## Set task
Update the listing below by replacing "wooden plank" with "timber board", and leave everything else the same. Leave the pictures out of your answer.
—————
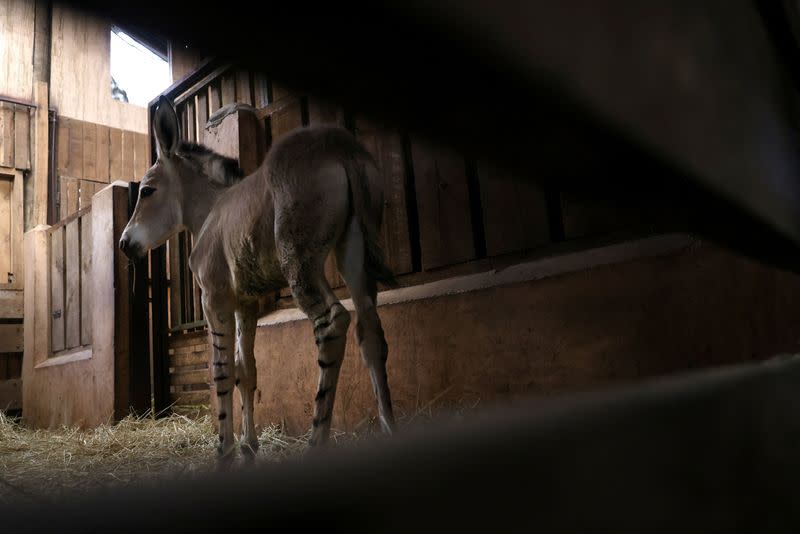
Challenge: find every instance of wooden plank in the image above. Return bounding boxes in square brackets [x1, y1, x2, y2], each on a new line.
[170, 390, 211, 406]
[195, 91, 208, 144]
[108, 128, 124, 182]
[78, 180, 99, 209]
[184, 99, 197, 143]
[0, 102, 16, 167]
[169, 369, 209, 386]
[59, 176, 80, 219]
[234, 70, 253, 106]
[14, 106, 31, 169]
[0, 378, 22, 410]
[0, 175, 14, 285]
[50, 227, 65, 352]
[122, 130, 136, 182]
[253, 72, 272, 108]
[270, 97, 303, 143]
[0, 289, 25, 319]
[11, 172, 25, 289]
[64, 218, 81, 349]
[0, 324, 25, 352]
[133, 133, 150, 182]
[95, 124, 111, 183]
[272, 81, 292, 102]
[411, 139, 475, 270]
[356, 118, 413, 275]
[169, 346, 209, 367]
[56, 117, 72, 176]
[77, 122, 97, 180]
[66, 120, 84, 178]
[477, 161, 550, 256]
[6, 356, 24, 379]
[167, 236, 184, 328]
[208, 81, 222, 116]
[186, 237, 204, 321]
[79, 212, 92, 345]
[220, 71, 236, 106]
[308, 97, 344, 126]
[33, 81, 49, 227]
—————
## Problem solution
Challenge: find every instance of timber board in the image above. Return bounding boxes in square brackets [x1, y1, x2, y2], each on a new line.
[170, 390, 211, 406]
[195, 91, 208, 144]
[108, 128, 124, 182]
[78, 180, 99, 209]
[184, 99, 197, 143]
[0, 102, 16, 167]
[169, 369, 209, 386]
[59, 176, 80, 219]
[234, 70, 253, 106]
[14, 106, 31, 169]
[0, 378, 22, 410]
[0, 175, 14, 285]
[50, 227, 65, 352]
[122, 130, 136, 182]
[253, 72, 272, 108]
[270, 97, 303, 143]
[0, 289, 25, 319]
[11, 172, 25, 289]
[64, 218, 81, 349]
[0, 324, 25, 352]
[133, 133, 150, 182]
[95, 124, 111, 183]
[272, 81, 292, 102]
[411, 139, 475, 270]
[356, 118, 413, 275]
[169, 346, 209, 367]
[56, 117, 72, 176]
[77, 122, 97, 180]
[66, 120, 84, 178]
[477, 161, 550, 256]
[6, 356, 24, 379]
[167, 236, 184, 328]
[208, 81, 222, 116]
[186, 237, 204, 321]
[79, 212, 92, 345]
[220, 71, 236, 106]
[308, 97, 344, 126]
[33, 81, 49, 227]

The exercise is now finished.